Start of Source excerpt
Convert UTF-8 text to wide text. The returned buffer will be encoded as either UTF-16 or UTF-32, depending on the size of the wchar_t type.

Since string_theory 3.0.


ST::utf16_to_latin_1

Signature
ST::char_buffer ST::utf16_to_latin_1(const char16_t *utf16, size_t size, utf_validation_t validation = ST_DEFAULT_VALIDATION, bool substitute_out_of_range = true) (1)
ST::char_buffer ST::utf16_to_latin_1(const utf16_buffer &utf16, utf_validation_t validation = ST_DEFAULT_VALIDATION, bool substitute_out_of_range = true) (2)

Convert UTF-16 text to Latin-1. Any characters outside of the Latin-1 range will be replaced by ? if substitute_out_of_range is true, or will cause a ST::unicode_error to be thrown otherwise.
End of Source excerpt
Start of Material
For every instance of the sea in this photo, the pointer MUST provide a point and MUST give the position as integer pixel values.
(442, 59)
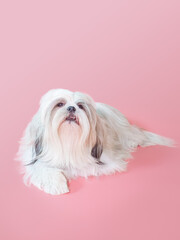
End of Material
**Problem to solve**
Extend the string_theory encoding-conversion reference from the point where it stops.

**Task response**
Since string_theory 3.0.


ST::utf16_to_utf8

Signature
ST::char_buffer ST::utf16_to_utf8(const char16_t *utf16, size_t size, utf_validation_t validation = ST_DEFAULT_VALIDATION) (1)
ST::char_buffer ST::utf16_to_utf8(const utf16_buffer &utf16, utf_validation_t validation = ST_DEFAULT_VALIDATION) (2)

Convert UTF-16 text to UTF-8.

Since string_theory 3.0.


ST::utf16_to_utf32

Signature
ST::utf32_buffer ST::utf16_to_utf32(const char16_t *utf16, size_t size, utf_validation_t validation = ST_DEFAULT_VALIDATION) (1)
ST::utf32_buffer ST::utf16_to_utf32(const utf16_buffer &utf16, utf_validation_t validation = ST_DEFAULT_VALIDATION) (2)

Convert UTF-16 text to UTF-32.

Since string_theory 3.0.


ST::utf16_to_wchar

Signature
ST::wchar_buffer ST::utf16_to_wchar(const char16_t *utf16, size_t size, utf_validation_t validation = ST_DEFAULT_VALIDATION) (1)
ST::wchar_buffer ST::utf16_to_wchar(const utf16_buffer &utf16, utf_validation_t validation = ST_DEFAULT_VALIDATION) (2)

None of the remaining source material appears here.